#### Extract
National Tiger Conservation Authority (NTCA)
Why in News: Conservationist organizations across India have called for the reversal of the ‘illegal’ relocation of villagers from tiger reserves, a move initiated by the National Tiger Conservation Authority (NTCA).
About National Tiger Conservation Authority (NTCA):
Establishment
- NTCA is a statutory body under the Ministry of Environment, Forest, and Climate Change (MoEFCC) aimed at strengthening tiger conservation.
- It was formed in 2005 following recommendations by the Tiger Task Force and received statutory status under Section 38L of the Wild Life (Protection) Amendment Act, 2006.
Objectives:
- Grant statutory authority to Project Tiger, ensuring the legal enforcement of its directives.
- Promote accountability in tiger reserve management through Center-State cooperation via MoUs.
- Provide Parliamentary oversight for tiger conservation efforts.
- Address the livelihood interests of local communities in areas surrounding tiger reserves.
########
#### Input data
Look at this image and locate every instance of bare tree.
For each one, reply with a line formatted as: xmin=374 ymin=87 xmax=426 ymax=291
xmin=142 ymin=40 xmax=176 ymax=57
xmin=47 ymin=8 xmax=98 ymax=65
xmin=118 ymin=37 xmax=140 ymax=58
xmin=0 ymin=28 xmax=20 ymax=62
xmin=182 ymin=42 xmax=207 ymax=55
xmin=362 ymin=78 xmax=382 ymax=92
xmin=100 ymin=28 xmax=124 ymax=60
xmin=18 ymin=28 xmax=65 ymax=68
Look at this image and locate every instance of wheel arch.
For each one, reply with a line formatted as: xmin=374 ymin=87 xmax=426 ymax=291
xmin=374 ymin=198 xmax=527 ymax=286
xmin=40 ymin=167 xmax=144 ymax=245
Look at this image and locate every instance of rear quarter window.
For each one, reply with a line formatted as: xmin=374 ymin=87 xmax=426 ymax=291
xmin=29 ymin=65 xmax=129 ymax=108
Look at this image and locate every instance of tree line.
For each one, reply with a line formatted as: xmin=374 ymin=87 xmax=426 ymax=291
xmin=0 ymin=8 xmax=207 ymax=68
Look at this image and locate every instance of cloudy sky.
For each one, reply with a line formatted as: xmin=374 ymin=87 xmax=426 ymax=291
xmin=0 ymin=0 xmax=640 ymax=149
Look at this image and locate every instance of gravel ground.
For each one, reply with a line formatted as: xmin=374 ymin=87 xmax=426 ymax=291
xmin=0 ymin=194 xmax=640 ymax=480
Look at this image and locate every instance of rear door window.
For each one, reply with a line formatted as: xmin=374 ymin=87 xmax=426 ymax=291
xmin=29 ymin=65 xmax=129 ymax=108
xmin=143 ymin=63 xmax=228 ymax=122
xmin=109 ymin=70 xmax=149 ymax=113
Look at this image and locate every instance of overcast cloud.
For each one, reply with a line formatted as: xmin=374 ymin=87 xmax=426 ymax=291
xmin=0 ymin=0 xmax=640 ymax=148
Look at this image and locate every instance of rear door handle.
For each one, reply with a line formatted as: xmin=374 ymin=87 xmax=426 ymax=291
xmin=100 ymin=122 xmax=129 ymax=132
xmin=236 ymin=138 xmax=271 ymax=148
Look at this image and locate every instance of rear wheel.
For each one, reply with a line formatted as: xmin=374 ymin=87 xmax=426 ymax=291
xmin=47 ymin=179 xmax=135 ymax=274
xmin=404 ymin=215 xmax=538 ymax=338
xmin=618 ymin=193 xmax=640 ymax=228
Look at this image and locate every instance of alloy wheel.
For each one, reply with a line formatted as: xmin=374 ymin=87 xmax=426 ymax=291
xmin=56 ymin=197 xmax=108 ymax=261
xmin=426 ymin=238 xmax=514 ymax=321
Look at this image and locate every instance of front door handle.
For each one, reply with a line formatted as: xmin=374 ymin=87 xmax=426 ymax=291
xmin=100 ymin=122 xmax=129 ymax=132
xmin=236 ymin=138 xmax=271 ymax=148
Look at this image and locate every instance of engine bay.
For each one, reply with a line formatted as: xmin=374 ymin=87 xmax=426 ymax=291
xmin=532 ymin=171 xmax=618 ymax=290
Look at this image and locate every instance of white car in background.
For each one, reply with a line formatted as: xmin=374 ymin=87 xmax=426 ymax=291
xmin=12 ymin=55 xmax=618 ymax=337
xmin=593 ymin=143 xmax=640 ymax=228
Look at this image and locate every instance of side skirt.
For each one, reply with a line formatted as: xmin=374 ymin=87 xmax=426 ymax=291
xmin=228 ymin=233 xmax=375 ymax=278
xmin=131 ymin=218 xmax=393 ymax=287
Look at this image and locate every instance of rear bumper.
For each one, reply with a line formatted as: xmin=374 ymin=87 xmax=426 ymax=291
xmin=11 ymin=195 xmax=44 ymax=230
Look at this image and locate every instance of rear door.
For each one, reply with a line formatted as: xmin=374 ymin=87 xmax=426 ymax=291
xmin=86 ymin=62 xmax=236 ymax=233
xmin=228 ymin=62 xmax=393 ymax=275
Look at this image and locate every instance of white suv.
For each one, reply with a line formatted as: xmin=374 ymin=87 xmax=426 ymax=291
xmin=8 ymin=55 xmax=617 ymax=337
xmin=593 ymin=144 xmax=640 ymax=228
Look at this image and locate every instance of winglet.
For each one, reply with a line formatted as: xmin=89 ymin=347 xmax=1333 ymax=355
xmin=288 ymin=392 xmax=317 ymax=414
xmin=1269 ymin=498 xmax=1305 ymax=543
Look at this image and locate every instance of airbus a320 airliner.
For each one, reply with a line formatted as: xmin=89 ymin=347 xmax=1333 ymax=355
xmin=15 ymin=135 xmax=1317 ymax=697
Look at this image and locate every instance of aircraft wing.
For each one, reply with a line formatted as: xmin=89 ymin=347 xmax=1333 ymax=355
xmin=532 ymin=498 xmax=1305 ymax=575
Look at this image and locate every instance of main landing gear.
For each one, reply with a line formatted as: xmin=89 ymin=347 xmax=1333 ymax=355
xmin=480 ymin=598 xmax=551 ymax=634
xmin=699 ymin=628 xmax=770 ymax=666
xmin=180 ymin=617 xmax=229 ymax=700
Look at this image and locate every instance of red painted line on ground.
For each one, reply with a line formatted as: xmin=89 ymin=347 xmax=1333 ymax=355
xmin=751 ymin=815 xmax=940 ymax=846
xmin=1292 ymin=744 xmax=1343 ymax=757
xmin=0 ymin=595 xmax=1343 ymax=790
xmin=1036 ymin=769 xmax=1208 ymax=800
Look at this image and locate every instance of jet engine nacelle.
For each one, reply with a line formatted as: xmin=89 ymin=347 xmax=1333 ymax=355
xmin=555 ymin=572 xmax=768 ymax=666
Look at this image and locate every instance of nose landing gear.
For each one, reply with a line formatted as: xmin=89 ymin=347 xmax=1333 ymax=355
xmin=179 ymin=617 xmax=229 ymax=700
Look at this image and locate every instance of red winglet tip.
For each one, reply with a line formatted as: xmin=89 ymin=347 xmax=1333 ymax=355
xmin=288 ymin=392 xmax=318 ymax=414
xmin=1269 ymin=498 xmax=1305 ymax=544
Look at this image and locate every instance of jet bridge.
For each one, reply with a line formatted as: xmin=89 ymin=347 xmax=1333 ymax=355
########
#### Input data
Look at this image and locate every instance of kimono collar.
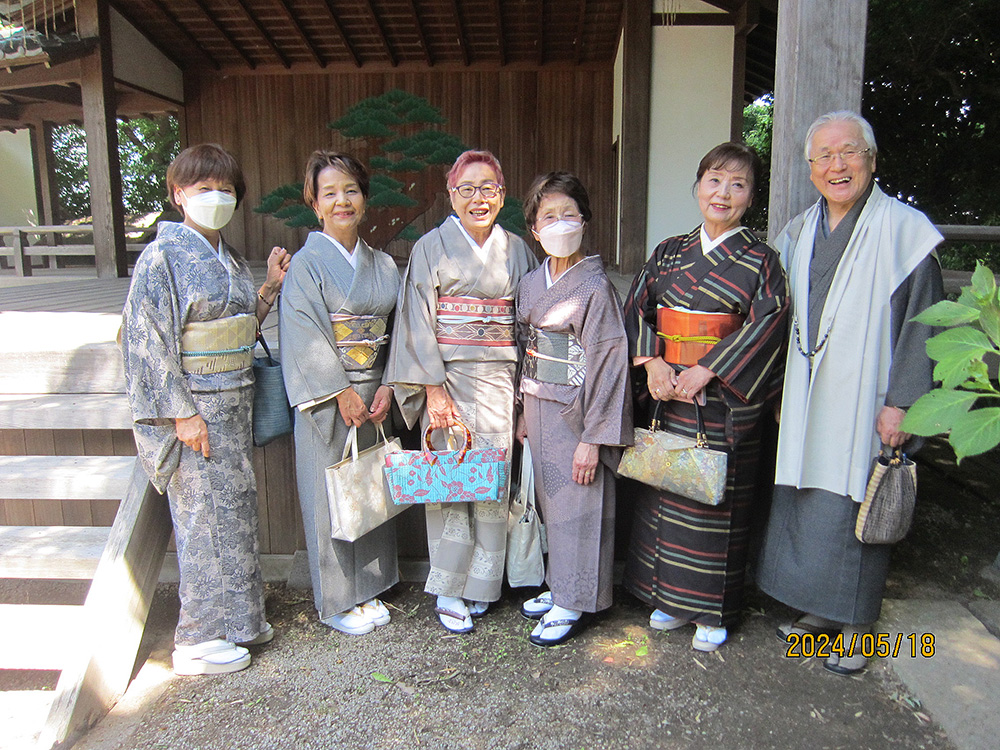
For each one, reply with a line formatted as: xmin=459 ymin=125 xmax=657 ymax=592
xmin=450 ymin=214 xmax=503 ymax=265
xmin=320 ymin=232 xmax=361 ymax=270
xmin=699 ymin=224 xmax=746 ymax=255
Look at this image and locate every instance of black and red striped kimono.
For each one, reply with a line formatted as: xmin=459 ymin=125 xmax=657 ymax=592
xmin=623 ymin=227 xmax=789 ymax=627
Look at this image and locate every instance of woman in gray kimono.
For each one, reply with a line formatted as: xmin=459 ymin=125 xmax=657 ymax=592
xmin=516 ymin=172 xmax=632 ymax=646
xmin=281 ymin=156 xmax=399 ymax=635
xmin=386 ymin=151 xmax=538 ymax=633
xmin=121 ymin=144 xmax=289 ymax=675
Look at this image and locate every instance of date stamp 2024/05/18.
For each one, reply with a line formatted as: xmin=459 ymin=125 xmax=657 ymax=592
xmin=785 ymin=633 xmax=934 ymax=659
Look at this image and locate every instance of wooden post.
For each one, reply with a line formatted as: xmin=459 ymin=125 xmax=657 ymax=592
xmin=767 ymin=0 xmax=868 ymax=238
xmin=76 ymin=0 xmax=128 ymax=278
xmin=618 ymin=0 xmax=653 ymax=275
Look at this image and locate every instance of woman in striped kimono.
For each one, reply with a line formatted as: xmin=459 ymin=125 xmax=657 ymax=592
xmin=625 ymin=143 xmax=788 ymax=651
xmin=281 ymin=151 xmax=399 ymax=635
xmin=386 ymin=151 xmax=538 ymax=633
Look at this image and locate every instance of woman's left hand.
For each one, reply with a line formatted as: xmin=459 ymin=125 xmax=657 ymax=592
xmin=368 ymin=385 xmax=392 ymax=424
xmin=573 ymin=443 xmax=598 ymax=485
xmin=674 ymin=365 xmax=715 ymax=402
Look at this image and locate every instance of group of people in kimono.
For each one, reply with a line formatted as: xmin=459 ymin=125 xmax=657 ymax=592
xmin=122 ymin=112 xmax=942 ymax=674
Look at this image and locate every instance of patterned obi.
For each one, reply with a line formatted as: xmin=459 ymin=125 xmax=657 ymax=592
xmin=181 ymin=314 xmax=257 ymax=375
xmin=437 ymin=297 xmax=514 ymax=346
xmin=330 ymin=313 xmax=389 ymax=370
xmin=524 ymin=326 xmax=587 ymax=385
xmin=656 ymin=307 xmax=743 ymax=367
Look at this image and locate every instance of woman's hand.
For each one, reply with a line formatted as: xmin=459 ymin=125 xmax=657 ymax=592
########
> [Tasks to complete]
(A) Decide whether each statement agrees with the text on the National Tiger Conservation Authority. Answer yes or no for each, and quote the deciding words of the text. (i) The NTCA was formed in 2005 after recommendations by the Tiger Task Force. (ii) The NTCA is a statutory body under the Ministry of Home Affairs. (iii) One objective of the NTCA is to provide Parliamentary oversight for tiger conservation efforts.
(B) Rewrite the part of the text on the National Tiger Conservation Authority starting with "About National Tiger" and going on through "cooperation via MoUs.", and switch "accountability" to "transparency".

> [Outputs for the tasks]
(A)
(i) Yes: "It was formed in 2005 following recommendations by the Tiger Task Force"
(ii) No: "NTCA is a statutory body under the Ministry of Environment, Forest, and Climate Change (MoEFCC)"
(iii) Yes: "Provide Parliamentary oversight for tiger conservation efforts."

(B)
About National Tiger Conservation Authority (NTCA):
Establishment
- NTCA is a statutory body under the Ministry of Environment, Forest, and Climate Change (MoEFCC) aimed at strengthening tiger conservation.
- It was formed in 2005 following recommendations by the Tiger Task Force and received statutory status under Section 38L of the Wild Life (Protection) Amendment Act, 2006.
Objectives:
- Grant statutory authority to Project Tiger, ensuring the legal enforcement of its directives.
- Promote transparency in tiger reserve management through Center-State cooperation via MoUs.